Image location labeling entries:
____

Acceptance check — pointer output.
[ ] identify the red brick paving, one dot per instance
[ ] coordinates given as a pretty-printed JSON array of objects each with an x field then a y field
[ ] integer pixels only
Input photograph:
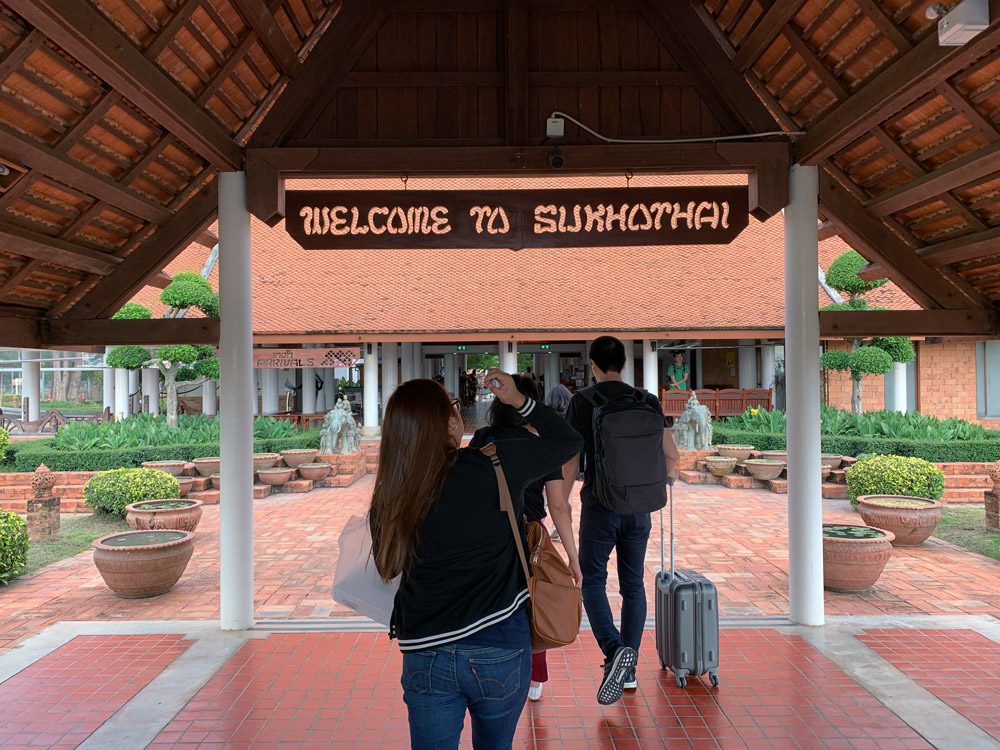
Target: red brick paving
[
  {"x": 738, "y": 537},
  {"x": 959, "y": 667},
  {"x": 62, "y": 698},
  {"x": 777, "y": 692}
]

____

--- EXERCISE DIRECTIONS ---
Reproduce the material with "red brick paving" changed to "red brick pavement" wherever it appears, leaving everything else intact. Omit the pictures from your answer.

--- THE SOLUTION ---
Acceptance check — pointer output.
[ ] identify the red brick pavement, one dot per instance
[ ] coordinates given as a pretty-printed JSON array of objects each with an x field then a y field
[ ] integer pixels only
Input photograph:
Target: red brick pavement
[
  {"x": 738, "y": 537},
  {"x": 959, "y": 667},
  {"x": 62, "y": 698},
  {"x": 777, "y": 692}
]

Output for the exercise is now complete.